What is expected: Rewrite the records from the first line through the line containing "[(346, 330)]", keeping the requests as they are, and shift every point coordinate in the answers by -120.

Records for the task:

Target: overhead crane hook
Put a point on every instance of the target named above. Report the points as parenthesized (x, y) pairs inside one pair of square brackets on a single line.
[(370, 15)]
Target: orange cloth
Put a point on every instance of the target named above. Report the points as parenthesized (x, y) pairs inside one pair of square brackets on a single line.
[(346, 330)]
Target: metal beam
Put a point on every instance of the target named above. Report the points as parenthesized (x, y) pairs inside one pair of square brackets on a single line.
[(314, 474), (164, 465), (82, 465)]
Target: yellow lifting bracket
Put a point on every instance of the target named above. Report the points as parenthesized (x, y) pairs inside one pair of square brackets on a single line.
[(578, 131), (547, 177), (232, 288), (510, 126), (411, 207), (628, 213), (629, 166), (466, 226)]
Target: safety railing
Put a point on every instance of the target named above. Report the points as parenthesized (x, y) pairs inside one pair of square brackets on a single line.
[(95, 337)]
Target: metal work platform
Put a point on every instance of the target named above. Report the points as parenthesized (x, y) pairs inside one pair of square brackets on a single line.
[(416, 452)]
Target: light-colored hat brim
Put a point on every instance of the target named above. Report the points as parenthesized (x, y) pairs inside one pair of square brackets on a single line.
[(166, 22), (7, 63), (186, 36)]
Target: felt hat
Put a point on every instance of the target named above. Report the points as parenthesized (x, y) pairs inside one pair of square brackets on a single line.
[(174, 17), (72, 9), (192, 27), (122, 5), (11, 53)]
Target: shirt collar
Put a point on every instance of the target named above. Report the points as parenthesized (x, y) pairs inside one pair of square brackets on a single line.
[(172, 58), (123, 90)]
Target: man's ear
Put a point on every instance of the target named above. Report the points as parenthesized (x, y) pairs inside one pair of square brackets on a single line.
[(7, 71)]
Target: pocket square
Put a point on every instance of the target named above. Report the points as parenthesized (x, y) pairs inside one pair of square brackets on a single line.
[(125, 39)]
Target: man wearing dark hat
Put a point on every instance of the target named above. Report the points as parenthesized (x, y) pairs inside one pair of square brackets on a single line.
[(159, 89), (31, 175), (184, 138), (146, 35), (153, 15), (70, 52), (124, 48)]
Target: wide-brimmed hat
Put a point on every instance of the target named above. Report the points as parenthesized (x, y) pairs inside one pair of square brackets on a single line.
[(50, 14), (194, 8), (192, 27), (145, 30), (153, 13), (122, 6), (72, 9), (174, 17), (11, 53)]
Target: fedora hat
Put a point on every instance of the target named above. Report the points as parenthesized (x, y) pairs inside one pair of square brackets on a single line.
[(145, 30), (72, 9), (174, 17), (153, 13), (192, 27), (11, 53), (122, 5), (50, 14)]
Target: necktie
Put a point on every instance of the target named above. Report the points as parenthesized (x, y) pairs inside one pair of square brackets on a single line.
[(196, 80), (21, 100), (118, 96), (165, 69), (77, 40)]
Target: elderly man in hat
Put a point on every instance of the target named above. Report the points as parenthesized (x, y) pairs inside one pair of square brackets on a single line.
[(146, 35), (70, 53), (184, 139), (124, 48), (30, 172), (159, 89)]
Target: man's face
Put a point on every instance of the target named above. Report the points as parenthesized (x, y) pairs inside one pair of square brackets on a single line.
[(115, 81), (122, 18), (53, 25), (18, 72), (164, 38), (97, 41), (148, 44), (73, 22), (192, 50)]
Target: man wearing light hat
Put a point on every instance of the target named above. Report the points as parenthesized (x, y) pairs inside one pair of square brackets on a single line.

Expected answer:
Target: overhead crane hook
Put a point on every instance of the target named above. Report the points as parenthesized (x, y) pairs inside one pair of square brackets on a single line.
[(250, -105)]
Target: orange cloth
Put a point on every instance of the target named above. Report the points as parenthesized (x, y) pairs inside one pair of square brackets on a single line.
[(226, 210)]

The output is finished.